I’ve been reading a very good novel called Flower Children, by Maxine Swann. It’s about four children being raised by back-to-nature hippie parents in the early 1970’s in Pennsylvania. What makes the book so interesting are the complex thematic textures and conflicts. Does Utopian idealism prepare children for survival in the real world? What is the nature of the family—and is there ever such a thing as a “perfect family”?
The children in the novel, who are individuals and yet linked by the common bond of their family environment, learn certain ideas and values about life from their parents. They have never watched television, for example, and think nothing of nudity. When they enter school and encounter other children who have been raised more conventionally, they discover how exceptional they truly are and this further binds them to each other. Running through all this, as I read the book, is the inter-twining of family roots, the zodiac sign of Cancer, and the 4th house.
Cancer is ruled by the Moon, and it’s as though the children of Flower Children collectively have Uranus on the cusp of the 4th house or Uranus conjunct their composite Moon.
Cancer can signify more than just our family and home. It is associated with the 4th house, and Dane Rudhyar, in his book on the twelve houses (The Astrological Houses: The Spectrum of Individual Experience), relates the 4th house to the center of the globe of the Earth: “In the fourth house the person can and should reach the experience of center—the center of his own global, total personality as well as the center of global humanity, of a firmly established and concretely real brotherhood of man.”
It takes a great deal of courage and effort to expand our experience beyond just the family of origin to encompass the greater human family. The Dalai Lama is a Cancer Sun, as were Princess Diana and Henry Thoreau.
Cancer is a crab in a protective shell. It tends to move sideways, or at least diagonally, getting at things and people indirectly. This seems to be a fitting description of many adults who have learned to self-protect in a threatening world. You don’t have to have any planets in Cancer to do that, and we all have Cancer somewhere in our horoscope, as well as a 4th house. Perhaps that slight sideways movement, a cautionary emotional sidestep as we meet strangers, is Cancer—our family, our childhood, like a vestigial first step into kindergarten where we feel a parent’s hand press ours and then let go, leaving us to step…sideways, gingerly, feeling awkwardly for an uncertain safety and security.
○ ○ ○ ○
- **What you will do**: In one to three sentences, explain how the children in the piece on Flower Children come to discover how exceptional they are, and what effect that discovery has on them. The listing after this has no connection to the piece on Flower Children.

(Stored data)
○ ○ ○ ○
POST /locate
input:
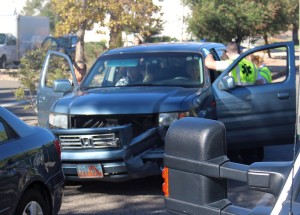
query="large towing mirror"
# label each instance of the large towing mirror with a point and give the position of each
(197, 169)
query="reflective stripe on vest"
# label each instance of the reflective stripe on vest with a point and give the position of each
(245, 73)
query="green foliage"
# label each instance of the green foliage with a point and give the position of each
(93, 51)
(224, 20)
(28, 76)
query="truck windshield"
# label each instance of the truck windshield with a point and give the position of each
(2, 38)
(157, 69)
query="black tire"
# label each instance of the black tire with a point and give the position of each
(33, 199)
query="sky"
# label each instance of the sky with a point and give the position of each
(8, 6)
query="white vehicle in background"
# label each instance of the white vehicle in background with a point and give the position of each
(19, 34)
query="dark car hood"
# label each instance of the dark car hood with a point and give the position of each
(127, 100)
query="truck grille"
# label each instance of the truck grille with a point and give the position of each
(107, 140)
(140, 123)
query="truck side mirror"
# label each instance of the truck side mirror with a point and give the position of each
(197, 169)
(226, 83)
(62, 85)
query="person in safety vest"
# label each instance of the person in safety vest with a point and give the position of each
(264, 74)
(245, 73)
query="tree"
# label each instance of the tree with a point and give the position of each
(77, 16)
(227, 19)
(40, 8)
(292, 11)
(126, 15)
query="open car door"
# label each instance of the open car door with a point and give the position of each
(57, 78)
(259, 115)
○ ○ ○ ○
- **Response to the task**: They discover it when they enter school and meet other children raised more conventionally than they were, since they have never watched television and think nothing of nudity. The discovery binds them further to each other.